## What you need to do
Output the records exactly, and drop each picture.
Start of Information provided
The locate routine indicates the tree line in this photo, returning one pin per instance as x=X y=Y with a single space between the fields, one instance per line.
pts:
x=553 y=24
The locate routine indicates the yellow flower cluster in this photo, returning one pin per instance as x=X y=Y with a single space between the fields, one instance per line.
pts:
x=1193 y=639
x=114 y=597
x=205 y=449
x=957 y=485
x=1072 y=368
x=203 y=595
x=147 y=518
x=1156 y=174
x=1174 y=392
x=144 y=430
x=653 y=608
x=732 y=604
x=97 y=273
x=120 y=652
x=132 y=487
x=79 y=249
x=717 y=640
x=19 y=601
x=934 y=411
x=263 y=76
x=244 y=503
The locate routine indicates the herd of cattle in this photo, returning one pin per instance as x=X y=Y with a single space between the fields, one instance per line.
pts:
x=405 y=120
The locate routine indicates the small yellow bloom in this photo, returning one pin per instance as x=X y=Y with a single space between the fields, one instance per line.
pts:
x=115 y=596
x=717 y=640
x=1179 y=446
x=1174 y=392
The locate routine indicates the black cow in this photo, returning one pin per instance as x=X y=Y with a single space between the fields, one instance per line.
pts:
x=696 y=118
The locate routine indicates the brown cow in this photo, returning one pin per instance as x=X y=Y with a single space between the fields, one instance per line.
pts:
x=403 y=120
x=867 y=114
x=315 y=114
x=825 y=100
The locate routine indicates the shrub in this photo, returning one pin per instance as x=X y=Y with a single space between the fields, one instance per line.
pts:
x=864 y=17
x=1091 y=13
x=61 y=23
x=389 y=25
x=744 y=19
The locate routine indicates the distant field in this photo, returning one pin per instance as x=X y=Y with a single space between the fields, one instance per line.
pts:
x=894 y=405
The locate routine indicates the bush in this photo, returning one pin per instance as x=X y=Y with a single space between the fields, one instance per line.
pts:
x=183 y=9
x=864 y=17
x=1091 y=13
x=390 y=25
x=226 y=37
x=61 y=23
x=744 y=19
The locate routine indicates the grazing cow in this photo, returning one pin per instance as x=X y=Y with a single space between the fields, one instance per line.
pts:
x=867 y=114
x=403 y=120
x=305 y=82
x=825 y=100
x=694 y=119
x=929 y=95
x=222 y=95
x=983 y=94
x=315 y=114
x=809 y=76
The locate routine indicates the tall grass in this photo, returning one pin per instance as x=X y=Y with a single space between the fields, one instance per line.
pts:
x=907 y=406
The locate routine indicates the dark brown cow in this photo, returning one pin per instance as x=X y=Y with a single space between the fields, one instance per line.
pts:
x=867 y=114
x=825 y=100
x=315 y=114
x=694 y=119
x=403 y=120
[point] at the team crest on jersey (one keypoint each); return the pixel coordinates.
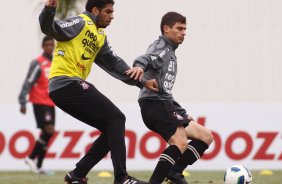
(100, 31)
(48, 117)
(84, 85)
(177, 116)
(90, 22)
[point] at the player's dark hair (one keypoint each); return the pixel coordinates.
(170, 18)
(45, 39)
(97, 3)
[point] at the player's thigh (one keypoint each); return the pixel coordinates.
(196, 131)
(179, 139)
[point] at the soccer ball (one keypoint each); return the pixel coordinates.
(237, 174)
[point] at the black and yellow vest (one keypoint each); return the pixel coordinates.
(74, 58)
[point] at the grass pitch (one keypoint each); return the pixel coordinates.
(195, 177)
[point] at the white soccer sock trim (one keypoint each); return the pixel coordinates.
(195, 152)
(168, 158)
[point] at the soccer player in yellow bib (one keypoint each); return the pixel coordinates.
(81, 41)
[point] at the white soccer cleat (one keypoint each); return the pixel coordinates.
(31, 164)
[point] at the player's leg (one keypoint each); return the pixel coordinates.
(201, 137)
(88, 105)
(160, 117)
(178, 144)
(46, 134)
(45, 116)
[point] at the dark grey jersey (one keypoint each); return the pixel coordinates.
(159, 63)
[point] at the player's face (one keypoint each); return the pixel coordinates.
(176, 33)
(105, 15)
(49, 46)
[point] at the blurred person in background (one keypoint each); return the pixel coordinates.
(36, 88)
(161, 113)
(82, 41)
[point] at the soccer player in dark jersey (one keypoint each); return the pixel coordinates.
(161, 113)
(36, 87)
(82, 41)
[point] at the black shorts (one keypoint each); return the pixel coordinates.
(84, 102)
(163, 116)
(44, 115)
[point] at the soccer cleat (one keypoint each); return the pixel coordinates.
(45, 172)
(32, 165)
(176, 178)
(71, 179)
(131, 180)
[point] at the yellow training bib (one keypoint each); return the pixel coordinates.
(74, 58)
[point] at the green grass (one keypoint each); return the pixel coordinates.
(195, 177)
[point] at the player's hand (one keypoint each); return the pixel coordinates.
(135, 72)
(190, 118)
(51, 3)
(152, 85)
(23, 109)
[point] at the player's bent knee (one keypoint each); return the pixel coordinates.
(180, 143)
(208, 137)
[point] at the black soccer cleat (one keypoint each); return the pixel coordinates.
(71, 179)
(175, 178)
(131, 180)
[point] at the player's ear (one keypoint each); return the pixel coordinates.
(95, 11)
(166, 28)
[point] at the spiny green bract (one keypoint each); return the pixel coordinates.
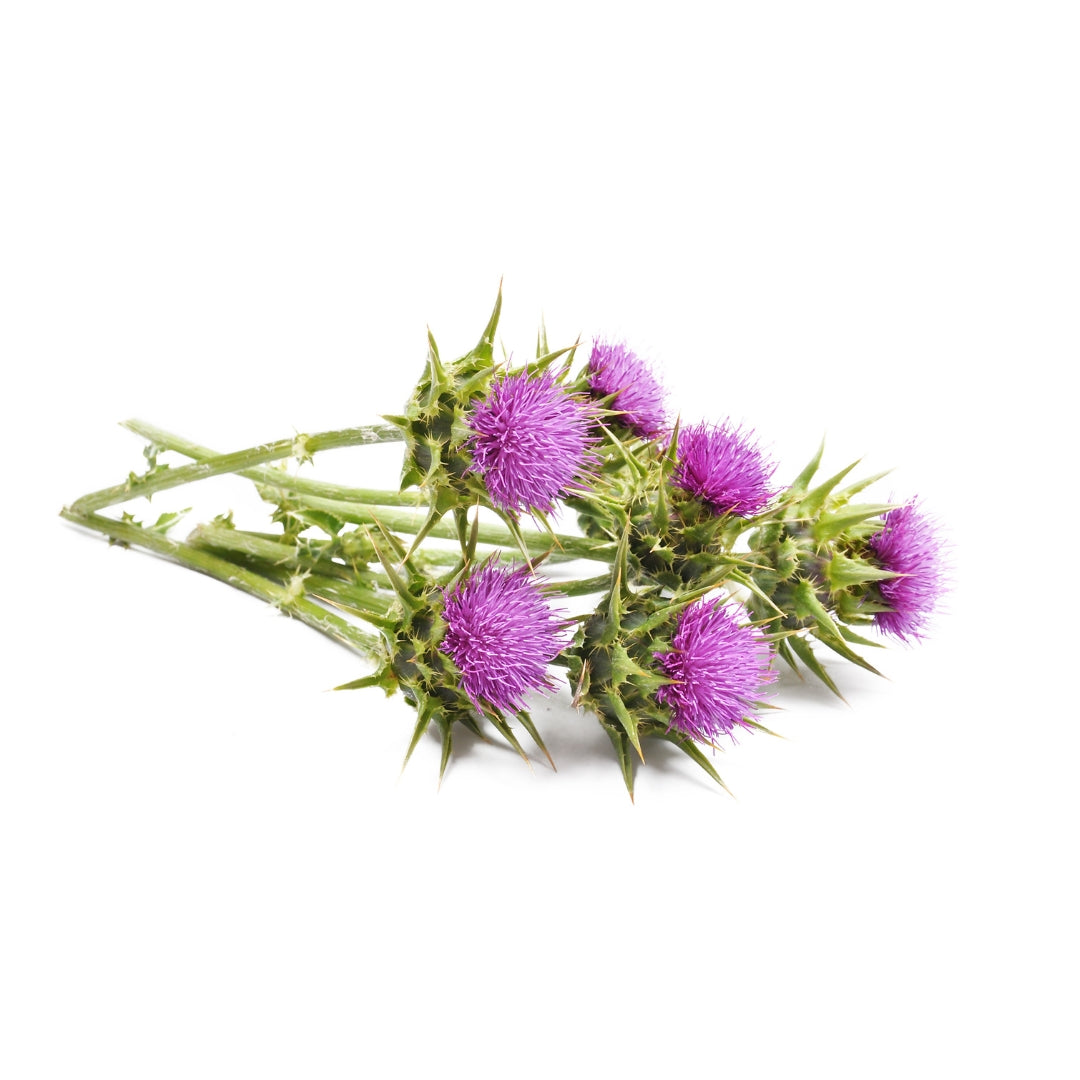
End of Information provided
## Expected output
The locate routine indicates the tree line in this photo, returning one pin per instance as x=X y=Y with a single space between the fields, one instance per line.
pts:
x=553 y=24
The locate routine indicates the yellow flower cluster in this photo, returning one pin per instance as x=X y=Y with a single space between the fields, one instance per line.
pts:
x=1193 y=639
x=114 y=597
x=205 y=449
x=957 y=485
x=1072 y=368
x=203 y=595
x=147 y=518
x=1156 y=174
x=1174 y=392
x=144 y=430
x=653 y=608
x=732 y=604
x=97 y=273
x=120 y=652
x=132 y=487
x=79 y=249
x=717 y=640
x=19 y=601
x=934 y=411
x=263 y=76
x=244 y=503
The locate routine indicates the herd of cattle in this photo, returning one pin per instance as x=X y=Y with a single space between the fields, one instance per line.
pts:
x=405 y=120
The locate routine indicates the small yellow bloom in this photo, returning one pin per instance as x=X y=Y with a single space between the fields, one instance per line.
pts:
x=115 y=596
x=717 y=640
x=1179 y=446
x=1174 y=392
The locate routine indicates the black cow in this photo, returning one pin per instance as x=X y=Y with a single space between the fields, one instance per line.
pts:
x=696 y=118
The locate routine indicates the brown cow in this photo, returning one pin per instance as x=X y=Y with a single space between the fields, one instance per line.
pts:
x=403 y=120
x=867 y=114
x=315 y=114
x=825 y=100
The locate routine indicates the shrub in this photo, returning one pin per instance as x=X y=Y with a single space between the fields, one instance per line.
pts:
x=864 y=17
x=1091 y=13
x=61 y=23
x=389 y=25
x=744 y=19
The locate routine indicates the distant field in this photo, returning one pin per instance as x=X y=Y with a single space between the fields, one instance per line.
pts:
x=894 y=405
The locate routine indicates the bush in this photo, returning one pin per instance as x=X y=Y with a single space between the fields, one instance per line.
pts:
x=183 y=9
x=864 y=17
x=1091 y=13
x=390 y=25
x=226 y=37
x=61 y=23
x=744 y=19
The locate routine indicates the grazing cow in this photo, returning one pin per instance as x=X y=Y with a single space between the fields, one instance per line.
pts:
x=867 y=114
x=403 y=120
x=305 y=82
x=825 y=100
x=694 y=119
x=929 y=95
x=222 y=95
x=983 y=94
x=315 y=114
x=809 y=76
The locate routine indicates the tall grass in this photo, returning one pin per instance as x=X y=Y with a single space between the fields, one instance per line.
pts:
x=907 y=406
The locate routine indicates the dark brown cow in this photo, returning one pin per instance as x=X y=Y with a single space between the fields, one instance per line.
pts:
x=867 y=114
x=825 y=100
x=315 y=114
x=694 y=119
x=403 y=120
[point] at the team crest on jersey (one keypoint each); return the pixel coordinates.
(100, 31)
(48, 117)
(84, 85)
(177, 116)
(90, 22)
[point] at the player's dark hair (one keypoint each); return the pixel coordinates.
(170, 18)
(45, 39)
(97, 3)
[point] at the player's thigh (one keypoint each); return the pixel coordinates.
(196, 131)
(179, 139)
[point] at the soccer ball (one keypoint each); return the pixel coordinates.
(237, 174)
[point] at the black and yellow vest (one keypoint each); return the pixel coordinates.
(74, 58)
[point] at the grass pitch (one keypoint each); return the pixel coordinates.
(195, 177)
[point] at the white soccer sock trim (one keypoint each); return the pixel coordinates.
(195, 152)
(168, 158)
[point] at the soccer player in yellow bib (one keypoint each); return the pixel coordinates.
(81, 41)
[point] at the white soccer cleat (one keypoint each); return the pixel coordinates.
(31, 164)
[point] at the player's leg (one keypoint each); return the pixel coordinates.
(201, 137)
(88, 105)
(160, 117)
(178, 144)
(46, 134)
(45, 116)
[point] at the dark grey jersey (one keypoint each); return the pixel coordinates.
(159, 63)
[point] at the player's face (one keypoint each); return the pixel coordinates.
(176, 33)
(105, 15)
(49, 46)
[point] at the blurred person in background (one keypoint each); return the pixel coordinates.
(36, 88)
(161, 113)
(82, 41)
[point] at the soccer player in dark jersey (one keypoint each); return the pixel coordinates.
(161, 113)
(36, 87)
(82, 41)
[point] at the black shorts (one keypoint each); return the pixel coordinates.
(84, 102)
(163, 116)
(44, 115)
[point] at the soccer cleat (one keypoint each); return the pixel coordinates.
(45, 172)
(32, 165)
(176, 178)
(71, 179)
(131, 180)
[point] at the yellow training bib (one keypoint each); return the pixel coordinates.
(74, 58)
[point] at the green grass (one keypoint each); return the pixel coordinates.
(195, 177)
[point] at the player's hand (one keypoint each); return the pixel coordinates.
(135, 72)
(190, 118)
(51, 3)
(152, 85)
(23, 109)
[point] at the player's bent knee (one keypoint each); return the pixel coordinates.
(180, 143)
(208, 137)
[point] at the black soccer cleat (one keypoint each); return the pixel coordinates.
(71, 179)
(175, 178)
(131, 180)
[point] at the player's ear (one keypoint each); return the pixel coordinates.
(95, 11)
(166, 28)
[point] at the spiny green bract (one keypoint each); return the pixel coordinates.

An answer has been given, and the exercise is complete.